Extrait du texte —

>>>>>

Il y a exactement 130 ans à la mi-avril, le pays était en ébullition sociale. Préparée depuis des années par de nombreuses mobilisations, la lutte pour le suffrage universel s’accélère brusquement. Mais le 17 avril 1893 à Mons, la garde civique, milice armée par les bourgeois de la ville, tire sur la foule.

« Le suffrage universel pur et simple signifie, pour ainsi dire, le socialisme lui-même réalisé par la seule puissance du bulletin de vote. C’est peut-être même la clé du paradis» (1)Marcel Liebman, Les socialistes belges. 1885-1914. La Révolte et l’Organisation, Bruxelles, Vie Ouvrière, 1979. Si le suffrage universel était l’horizon de toutes les volontés, la grève générale allait être l’outil par lequel y arriver.

<<<<<

Données fournies —

>>>>>

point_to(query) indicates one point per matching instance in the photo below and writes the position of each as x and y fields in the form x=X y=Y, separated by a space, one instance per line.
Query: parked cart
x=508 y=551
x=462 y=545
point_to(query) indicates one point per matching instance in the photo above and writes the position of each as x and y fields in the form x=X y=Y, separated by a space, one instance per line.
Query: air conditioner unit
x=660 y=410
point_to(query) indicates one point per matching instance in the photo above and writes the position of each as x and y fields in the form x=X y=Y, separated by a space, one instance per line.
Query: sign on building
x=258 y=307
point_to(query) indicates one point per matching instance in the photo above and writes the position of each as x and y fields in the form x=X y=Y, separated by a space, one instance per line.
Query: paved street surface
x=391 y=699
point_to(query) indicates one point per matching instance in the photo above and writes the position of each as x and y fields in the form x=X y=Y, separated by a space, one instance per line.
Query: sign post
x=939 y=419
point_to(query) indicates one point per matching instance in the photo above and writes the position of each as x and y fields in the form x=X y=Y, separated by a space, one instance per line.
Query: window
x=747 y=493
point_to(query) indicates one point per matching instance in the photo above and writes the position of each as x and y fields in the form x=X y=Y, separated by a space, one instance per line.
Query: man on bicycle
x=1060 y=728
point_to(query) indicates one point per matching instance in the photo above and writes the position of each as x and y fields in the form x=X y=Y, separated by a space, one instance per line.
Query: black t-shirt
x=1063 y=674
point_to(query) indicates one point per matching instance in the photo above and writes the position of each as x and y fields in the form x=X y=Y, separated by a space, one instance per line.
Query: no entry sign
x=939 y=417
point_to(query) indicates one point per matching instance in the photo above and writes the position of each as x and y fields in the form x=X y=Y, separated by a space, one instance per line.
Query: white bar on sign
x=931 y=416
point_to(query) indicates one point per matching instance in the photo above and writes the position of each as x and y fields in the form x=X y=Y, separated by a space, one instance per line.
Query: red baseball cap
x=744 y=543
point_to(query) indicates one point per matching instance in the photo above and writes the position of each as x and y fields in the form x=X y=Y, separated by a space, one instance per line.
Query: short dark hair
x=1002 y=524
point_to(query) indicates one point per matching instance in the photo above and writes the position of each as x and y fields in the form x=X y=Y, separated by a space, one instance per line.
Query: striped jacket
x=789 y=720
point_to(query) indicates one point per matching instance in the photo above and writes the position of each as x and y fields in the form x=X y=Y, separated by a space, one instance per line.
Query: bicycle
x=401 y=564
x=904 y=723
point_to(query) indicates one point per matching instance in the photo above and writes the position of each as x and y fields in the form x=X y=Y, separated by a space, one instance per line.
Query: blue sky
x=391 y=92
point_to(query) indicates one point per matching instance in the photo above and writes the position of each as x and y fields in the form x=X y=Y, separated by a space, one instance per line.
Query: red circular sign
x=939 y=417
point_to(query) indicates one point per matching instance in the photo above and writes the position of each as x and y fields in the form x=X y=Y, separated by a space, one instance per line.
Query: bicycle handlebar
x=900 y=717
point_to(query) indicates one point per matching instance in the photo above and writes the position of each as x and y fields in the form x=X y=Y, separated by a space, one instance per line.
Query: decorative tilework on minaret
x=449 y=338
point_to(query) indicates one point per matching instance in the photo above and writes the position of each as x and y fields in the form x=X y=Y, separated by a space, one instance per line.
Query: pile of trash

<<<<<

Défis —
a) Répondez à partir de l'extrait sur la lutte pour le suffrage universel :
(i) À quelle date la garde civique a-t-elle tiré sur la foule à Mons ?
(ii) Par qui cette milice était-elle armée ?
(iii) Quel outil devait permettre d'atteindre le suffrage universel ?
b) Relevez toutes les années écrites en quatre chiffres dans l'extrait sur la lutte pour le suffrage universel.
c) Reprenez le texte sur la lutte pour le suffrage universel en Belgique à la suite de sa dernière phrase.
Le listing n'est d'aucune utilité ici.

Les résultats —
a)
(i) Le 17 avril 1893.
(ii) Par les bourgeois de la ville.
(iii) La grève générale.

b) 1893, 1885, 1914, 1979

c)
En 1884, le leader socialiste Alfred Defuisseaux avait donné un élan magistral à la revendication auprès des masses ouvrières. Il s’engage dans la campagne pour le suffrage universel en rédigeant le célèbre Catéchisme du Peuple, petit fascicule d’agitation vendu à plus de 200.000 exemplaires pour 5 centimes pièce. « 10. Qu’est-ce que le suffrage universel ? Réponse : C’est le droit pour tout citoyen, mâle et majeur de désigner son député en lui donnant mission de faire des lois pour les travailleurs. » Cette phrase extraite du catéchisme exprime bien la détermination des travailleurs à conquérir des droits politiques pour améliorer leur condition sociale. Mais en même temps cette « foi » donne l’illusion que la majorité sociale se traduira automatiquement en majorité politique dans les institutions bourgeoises.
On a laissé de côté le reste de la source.